AIM
Write out every one of the items below without any change, and leave the pictures out of your answer.

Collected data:
───

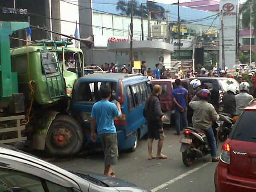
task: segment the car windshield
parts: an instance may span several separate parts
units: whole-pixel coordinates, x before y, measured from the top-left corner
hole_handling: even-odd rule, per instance
[[[239,141],[256,143],[256,111],[244,111],[235,125],[231,137]]]
[[[238,90],[239,90],[239,84],[237,81],[234,79],[229,78],[225,79],[220,79],[219,83],[221,86],[221,89],[224,92],[227,92],[227,87],[229,84],[234,84],[235,85]]]

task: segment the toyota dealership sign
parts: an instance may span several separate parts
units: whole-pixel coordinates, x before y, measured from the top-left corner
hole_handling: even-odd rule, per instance
[[[229,69],[236,63],[236,48],[237,17],[238,15],[238,0],[221,0],[220,1],[220,11],[223,14],[224,42],[222,42],[220,32],[220,44],[224,44],[225,64]],[[221,20],[220,19],[220,22]],[[222,65],[222,47],[220,46],[220,66]]]

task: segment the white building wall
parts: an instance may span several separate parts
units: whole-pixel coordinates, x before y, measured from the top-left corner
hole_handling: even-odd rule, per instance
[[[68,35],[72,35],[74,37],[75,36],[76,22],[77,21],[77,23],[79,23],[78,0],[73,0],[71,2],[72,3],[77,5],[72,5],[67,2],[60,1],[61,19],[73,22],[61,21],[61,33],[63,34]],[[78,24],[77,27],[79,34],[79,24]],[[67,38],[66,37],[63,36],[61,36],[61,38]],[[73,40],[73,44],[70,46],[70,47],[75,47],[75,40]]]

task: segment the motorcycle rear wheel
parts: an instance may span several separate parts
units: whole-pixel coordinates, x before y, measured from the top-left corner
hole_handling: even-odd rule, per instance
[[[187,167],[191,166],[195,160],[195,157],[190,152],[189,148],[182,153],[182,160],[184,164]]]
[[[223,142],[226,141],[227,138],[227,134],[224,131],[223,129],[220,129],[218,133],[218,137],[220,141]]]

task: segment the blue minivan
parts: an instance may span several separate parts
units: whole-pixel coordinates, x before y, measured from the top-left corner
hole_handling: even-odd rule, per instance
[[[99,90],[107,85],[112,93],[110,101],[117,101],[121,106],[121,118],[114,120],[119,150],[135,151],[138,140],[147,132],[143,115],[147,98],[151,92],[149,81],[141,74],[96,73],[77,80],[74,86],[72,111],[74,117],[82,122],[85,135],[86,149],[101,146],[99,137],[96,143],[90,140],[90,113],[93,105],[101,100]]]

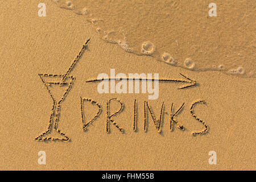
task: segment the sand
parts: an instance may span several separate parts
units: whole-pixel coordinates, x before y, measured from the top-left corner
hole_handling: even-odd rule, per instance
[[[39,17],[38,5],[41,2],[9,1],[2,2],[0,6],[1,169],[255,170],[254,76],[189,70],[158,60],[154,55],[139,55],[125,51],[118,44],[106,43],[97,31],[97,27],[92,26],[92,23],[82,15],[74,13],[75,9],[60,8],[58,3],[61,2],[44,1],[47,15]],[[223,5],[228,6],[225,3]],[[239,13],[242,14],[242,11]],[[142,34],[142,31],[138,30],[139,34]],[[246,32],[251,32],[250,30]],[[133,33],[131,34],[131,37]],[[159,36],[157,30],[154,34],[155,37]],[[87,48],[69,74],[76,78],[61,103],[59,116],[57,127],[69,140],[35,140],[47,129],[53,102],[38,74],[65,74],[90,38]],[[242,37],[238,41],[240,40],[242,46],[246,40]],[[154,42],[150,38],[144,40]],[[239,41],[237,43],[239,44]],[[255,47],[251,45],[251,48]],[[159,48],[160,44],[155,43],[155,46],[157,50],[162,50],[160,55],[165,51]],[[136,44],[133,46],[136,47]],[[187,58],[179,59],[178,55],[171,53],[171,47],[166,52],[176,60]],[[242,66],[250,69],[246,69],[246,73],[255,72],[255,61],[251,59],[254,53],[246,51],[247,48],[241,49],[243,55],[248,53],[245,59],[249,60]],[[185,49],[185,46],[182,49]],[[217,48],[217,53],[216,50],[213,51],[220,57],[225,55],[221,47]],[[201,56],[202,60],[209,59],[207,55],[195,55]],[[181,73],[198,84],[179,90],[177,88],[183,83],[159,82],[158,98],[150,100],[147,94],[100,94],[97,82],[85,82],[97,78],[101,73],[109,75],[112,68],[115,68],[116,73],[157,73],[159,78],[184,80]],[[88,125],[85,131],[82,128],[81,97],[96,101],[101,109],[99,117]],[[106,102],[114,98],[123,104],[123,110],[113,118],[123,129],[123,133],[112,122],[109,133],[106,132]],[[135,99],[137,117],[134,131]],[[205,129],[205,125],[191,113],[192,104],[198,101],[204,101],[205,104],[197,104],[193,111],[209,130],[206,134],[192,136],[193,131]],[[146,132],[144,131],[144,101],[148,102],[158,119],[164,102],[160,133],[148,110]],[[98,108],[84,102],[85,119],[88,122]],[[119,105],[114,101],[110,102],[110,112],[113,113]],[[184,131],[175,123],[172,131],[170,131],[172,103],[175,111],[184,103],[175,118],[184,126]],[[46,165],[38,163],[39,151],[46,153]],[[208,162],[210,151],[216,152],[216,165]]]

───

EXERCISE ANSWER
task: segment the car windshield
parts: an instance may span several separate parts
units: whole-pixel coordinates, x before y, measured from the top-left corner
hole_handling: even-odd rule, per instance
[[[239,141],[256,143],[256,111],[244,111],[235,125],[231,137]]]
[[[238,90],[239,90],[239,84],[237,81],[234,79],[229,78],[225,79],[220,79],[219,83],[221,86],[221,89],[224,92],[227,92],[227,87],[229,84],[234,84],[235,85]]]

task: segment the toyota dealership sign
parts: an instance may span several separate parts
units: whole-pixel coordinates, x before y, measured from the top-left corner
hole_handling: even-odd rule, per instance
[[[229,69],[236,63],[236,48],[237,17],[238,15],[238,0],[221,0],[220,1],[220,11],[223,14],[224,42],[222,42],[220,32],[220,44],[224,44],[225,64]],[[221,20],[220,19],[220,22]],[[222,65],[222,47],[220,46],[220,66]]]

task: segment the white building wall
parts: an instance may span several separate parts
units: whole-pixel coordinates, x before y, measured from the top-left corner
hole_handling: even-odd rule, per instance
[[[68,35],[72,35],[74,37],[75,36],[76,22],[77,21],[77,23],[79,23],[78,0],[73,0],[71,2],[72,3],[77,5],[72,5],[67,2],[60,1],[61,19],[73,22],[61,21],[61,33],[63,34]],[[78,24],[77,27],[79,34],[79,24]],[[67,38],[66,37],[63,36],[61,36],[61,38]],[[73,40],[73,44],[70,46],[70,47],[75,47],[75,40]]]

task: segment the motorcycle rear wheel
parts: an instance may span several separate parts
units: whole-pixel coordinates, x before y, measured from the top-left corner
hole_handling: even-odd rule, per instance
[[[187,167],[191,166],[195,160],[195,157],[190,152],[189,148],[182,153],[182,160],[184,164]]]
[[[223,142],[226,141],[227,138],[227,134],[224,131],[223,129],[220,129],[218,133],[218,137],[220,141]]]

task: segment the blue minivan
parts: an instance may span several separate parts
units: whole-pixel coordinates, x before y, measured from the top-left corner
hole_handling: even-odd rule, per instance
[[[99,90],[107,85],[112,93],[110,101],[117,101],[121,106],[121,118],[114,120],[119,150],[135,151],[138,140],[147,132],[143,115],[147,98],[151,92],[149,81],[141,74],[96,73],[77,80],[74,86],[72,111],[74,117],[82,122],[85,135],[86,149],[101,146],[99,137],[96,143],[90,140],[90,113],[93,105],[101,100]]]

task: segment the sand
parts: an instance may span several separate parts
units: whole-pixel coordinates, x before y, measured from the top-left corner
hole_handling: even-odd rule, per instance
[[[39,17],[38,5],[41,2],[9,1],[2,2],[0,6],[1,169],[255,170],[254,76],[189,70],[158,60],[154,55],[139,55],[125,51],[118,44],[106,43],[97,31],[97,27],[92,26],[92,23],[82,15],[74,13],[75,9],[60,8],[58,3],[61,2],[44,1],[47,15]],[[223,5],[228,6],[225,3]],[[239,13],[242,14],[242,11]],[[142,34],[142,31],[138,30],[139,34]],[[246,32],[251,32],[250,30]],[[133,33],[131,34],[131,37]],[[159,36],[157,30],[154,34],[155,37]],[[87,48],[69,74],[76,78],[61,103],[59,116],[57,127],[69,140],[35,140],[47,129],[53,102],[38,74],[65,74],[90,38]],[[242,37],[238,41],[240,40],[242,46],[246,40]],[[154,42],[150,38],[144,40]],[[239,41],[237,43],[239,44]],[[255,47],[251,45],[251,48]],[[159,48],[160,44],[155,43],[155,46],[157,50],[162,50],[160,55],[165,51]],[[136,44],[133,46],[136,47]],[[187,58],[179,59],[178,55],[171,53],[171,47],[166,52],[176,60]],[[242,66],[250,69],[246,69],[246,73],[255,72],[255,61],[251,59],[254,53],[246,51],[247,48],[241,49],[243,55],[248,53],[245,59],[249,60]],[[185,49],[185,46],[182,49]],[[217,48],[217,53],[216,50],[213,51],[220,57],[225,55],[221,47]],[[201,56],[202,60],[209,59],[207,55],[195,55]],[[181,73],[198,84],[179,90],[177,88],[183,83],[159,82],[158,98],[150,100],[147,94],[100,94],[97,82],[85,82],[97,78],[101,73],[109,75],[112,68],[115,68],[116,73],[157,73],[159,78],[184,80]],[[88,125],[85,131],[82,128],[81,97],[96,101],[101,109],[99,117]],[[106,102],[114,98],[123,104],[123,110],[113,118],[123,129],[123,133],[112,122],[109,133],[106,132]],[[135,99],[137,117],[134,131]],[[205,129],[205,125],[191,113],[192,104],[198,101],[204,101],[205,104],[197,104],[193,111],[209,130],[206,134],[192,136],[193,131]],[[146,132],[144,131],[144,101],[148,102],[158,119],[164,102],[160,133],[148,110]],[[98,108],[84,102],[85,119],[88,122]],[[119,105],[114,101],[110,102],[110,112],[113,113]],[[184,131],[175,123],[172,131],[170,131],[172,103],[175,111],[184,103],[175,118],[184,126]],[[46,165],[38,163],[39,151],[46,153]],[[208,162],[210,151],[216,152],[216,165]]]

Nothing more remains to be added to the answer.